* [TASKS TO CARRY OUT]
1) From the gardening post, extract the passage starting with "If it comes" and going on through "Just add chewing.".
2) List every method the gardening post gives for preserving surplus produce.
3) Carry on the gardening post from the point where it stops.

* [DOCUMENT TEXT]
........
3. July 2017
Planted: A Year of Gardening
The series starts here
While all the building and socializing was going on, of course, the garden was doing what gardens do: growing things. July sees the first steady harvests–early tomatoes, peppers, greens, cucumber, early beans, garlic, the first of the carrots, herbs.
Home gardens have become a leading edge of the fight to save the planet. Gardeners are rescuing habitat, propagating native plants (and therefore saving native insects and birds), and providing food not just for ourselves, but for the wildlife, even as more and more of our urbanized landscape succumbs to concrete and sprawl. I had to do some research for a client once that suggested that their network of community gardens, serving just a thousand families, reduced “food mileage” (the distance your food travels to get to you) by 30,000,000 miles. Yes, that’s thirty million. Imagine if every family with a sunny space grew just some of their own food.
I started growing vegetables and berry fruits when my kids were small, from that typical urban mom’s idea that wouldn’t it be cool for the kids to see where food comes from. Nearly three decades later I grow most of my own produce, resorting to the grocery store only rarely, and mostly for guests.
All summer I “grocery garden”—that is, I eat what I grow, as it matures. Where I have too much (like 3 gallons of beans) I preserve by canning, fermenting, or freezing. The goal is to get through from harvest to harvest, a 12-month cycle, without buying anything green. It all comes from the garden. I have a chest freezer and an extra waist-high fridge to store it.
I like to think of this as a special diet, let’s call it the Food Diet. It works like this: eat food.
If it comes in a bag with a lot of writing on it, it’s probably not food. If you can’t combine it with a couple other things to make a third thing it’s probably not food (for instance flour+yeast+milk+shortening=bread. Try doing that with Flaming Hot Cheetos.). Anything in a box or a bag with a lot of writing on it that you combine with water or milk to make a third thing is probably not food (for instance, instant potatoes).
For that matter, if it says “instant” it’s not food. I’ve been trying to figure out exactly what is meant by “instant oatmeal.” Not sure how much more instant you get than just regular oatmeal. What are they doing to that stuff that it needs to be labeled “instant?” I’m thinking of starting my own brand of Instant Fruit! It looks like, um, fruit. Comes in its own package! Just add chewing.
If it’s in a superfluous package, it’s not food (think McDonald’s apples). Any meal product (as opposed to snack or dessert) that lists high fructose corn syrup as an ingredient is not food. (For instant, major-label bread.)
You get the idea. You don’t need a list of “acceptable” foods. When you’re on the Food Diet, if it’s food, by the above definition, then you can eat it.
........
* [DATA SHOWN]
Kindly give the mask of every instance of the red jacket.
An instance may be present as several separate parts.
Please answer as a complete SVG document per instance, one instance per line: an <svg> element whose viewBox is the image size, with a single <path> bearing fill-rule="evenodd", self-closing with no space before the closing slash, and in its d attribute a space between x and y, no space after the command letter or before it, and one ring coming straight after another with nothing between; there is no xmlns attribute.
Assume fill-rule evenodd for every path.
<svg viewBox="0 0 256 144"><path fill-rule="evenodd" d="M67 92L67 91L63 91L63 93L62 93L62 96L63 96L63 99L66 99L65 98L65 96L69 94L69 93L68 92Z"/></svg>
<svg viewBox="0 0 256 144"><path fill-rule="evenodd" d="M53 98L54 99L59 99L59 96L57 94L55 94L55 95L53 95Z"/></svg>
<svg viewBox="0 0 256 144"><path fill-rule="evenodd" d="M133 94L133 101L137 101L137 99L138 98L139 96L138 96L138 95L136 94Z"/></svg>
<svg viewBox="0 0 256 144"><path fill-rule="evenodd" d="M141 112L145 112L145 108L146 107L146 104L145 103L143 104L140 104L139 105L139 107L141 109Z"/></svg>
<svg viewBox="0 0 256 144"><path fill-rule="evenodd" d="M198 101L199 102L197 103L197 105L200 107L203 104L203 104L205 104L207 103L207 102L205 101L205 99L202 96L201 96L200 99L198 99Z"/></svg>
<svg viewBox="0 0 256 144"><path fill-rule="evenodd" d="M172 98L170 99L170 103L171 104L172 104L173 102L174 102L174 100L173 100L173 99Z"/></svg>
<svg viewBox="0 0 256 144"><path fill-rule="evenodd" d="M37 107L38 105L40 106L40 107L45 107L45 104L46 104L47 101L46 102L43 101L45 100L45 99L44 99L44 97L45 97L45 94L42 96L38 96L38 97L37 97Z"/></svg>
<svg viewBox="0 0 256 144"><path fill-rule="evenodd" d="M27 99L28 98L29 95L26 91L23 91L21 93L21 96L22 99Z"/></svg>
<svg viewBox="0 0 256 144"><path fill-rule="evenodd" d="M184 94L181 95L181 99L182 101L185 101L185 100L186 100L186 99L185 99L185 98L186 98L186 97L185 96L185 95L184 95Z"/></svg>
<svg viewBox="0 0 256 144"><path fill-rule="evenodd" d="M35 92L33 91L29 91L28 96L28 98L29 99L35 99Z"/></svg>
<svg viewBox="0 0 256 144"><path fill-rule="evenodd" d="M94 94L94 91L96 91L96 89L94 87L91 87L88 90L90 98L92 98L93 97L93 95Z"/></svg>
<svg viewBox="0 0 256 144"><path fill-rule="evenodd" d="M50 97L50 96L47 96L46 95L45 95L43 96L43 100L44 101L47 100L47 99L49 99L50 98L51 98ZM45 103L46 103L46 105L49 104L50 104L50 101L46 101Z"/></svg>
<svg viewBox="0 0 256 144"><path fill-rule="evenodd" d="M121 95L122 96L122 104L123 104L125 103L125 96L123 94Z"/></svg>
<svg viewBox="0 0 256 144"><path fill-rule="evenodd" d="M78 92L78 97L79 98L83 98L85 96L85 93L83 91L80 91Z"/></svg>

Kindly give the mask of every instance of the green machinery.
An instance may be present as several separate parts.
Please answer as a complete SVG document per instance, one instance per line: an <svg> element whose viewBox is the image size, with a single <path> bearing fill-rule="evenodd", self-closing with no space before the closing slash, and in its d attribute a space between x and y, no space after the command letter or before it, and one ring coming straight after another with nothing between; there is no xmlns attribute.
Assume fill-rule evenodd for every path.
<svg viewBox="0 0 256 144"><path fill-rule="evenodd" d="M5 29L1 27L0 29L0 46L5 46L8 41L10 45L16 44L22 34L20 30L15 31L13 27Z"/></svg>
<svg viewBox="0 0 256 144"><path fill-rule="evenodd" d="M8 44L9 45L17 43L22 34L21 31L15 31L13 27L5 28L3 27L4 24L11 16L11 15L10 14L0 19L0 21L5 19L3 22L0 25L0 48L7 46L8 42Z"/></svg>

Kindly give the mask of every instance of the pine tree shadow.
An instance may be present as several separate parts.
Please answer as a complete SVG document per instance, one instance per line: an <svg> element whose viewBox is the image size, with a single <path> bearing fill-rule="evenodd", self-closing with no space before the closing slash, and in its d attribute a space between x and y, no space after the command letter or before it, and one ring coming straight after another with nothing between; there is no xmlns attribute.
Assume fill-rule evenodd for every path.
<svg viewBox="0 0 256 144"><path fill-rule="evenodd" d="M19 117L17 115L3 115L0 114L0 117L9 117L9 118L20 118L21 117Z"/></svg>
........
* [EXPECTED ANSWERS]
1)
If it comes in a bag with a lot of writing on it, it’s probably not food. If you can’t combine it with a couple other things to make a third thing it’s probably not food (for instance flour+yeast+milk+shortening=bread. Try doing that with Flaming Hot Cheetos.). Anything in a box or a bag with a lot of writing on it that you combine with water or milk to make a third thing is probably not food (for instance, instant potatoes).
For that matter, if it says “instant” it’s not food. I’ve been trying to figure out exactly what is meant by “instant oatmeal.” Not sure how much more instant you get than just regular oatmeal. What are they doing to that stuff that it needs to be labeled “instant?” I’m thinking of starting my own brand of Instant Fruit! It looks like, um, fruit. Comes in its own package! Just add chewing.

2)
canning
fermenting
freezing

3)
After being a food gardener for so long, I take for granted what vegetables taste like, and when I, rarely, buy non-local produce at the grocery store I’m always struck by how tasteless and mushy it is. One forgets what they pass off as food in our carbon-dependent culture.
By July, I had planted all my food: 20 tomato plants, 15 peppers, 4 eggplants, two full beds of beans, plus the corn, celery, pumpkins (which succumbed to squash vine borer later in the summer), carrots, kale, chard, leeks, onions, herbs, and potatoes, as well as strawberries and raspberries. I planted a pear tree and a grape vine, but they won’t bear for another 3-4 years. (Leaving the fruit at the old place was one of the really wrenching losses, because they take so long to mature.)
A lot of home gardeners, like me, started by thinking about where our food system had gone off into the chemical wonderland, and trying to climb back out of that rabbit hole. I moved the process back into my home, making my food system not just consumptive, but also productive, because I am the producer of the raw ingredients, and creative, because I am the artisan behind the meal.
We’ve been encouraged by the food and advertising industries to think of ourselves as helpless and stressed—no time, no expertise, no access—especially as regards our food. They don’t even call us “people” or “citizens” anymore–we’re “consumers” or “viewers;” our lives reduced to passive acts. Consumption is what defines modern life. And it doesn’t count unless you spend money on it. We have in fact, been blamed for various moments of economic woes, because we stopped buying things we didn’t need, and moving into houses too big and expensive for our needs.
We’ve allowed ourselves to be defined by forces that do not have our interests at heart, to become part of the processing of ourselves.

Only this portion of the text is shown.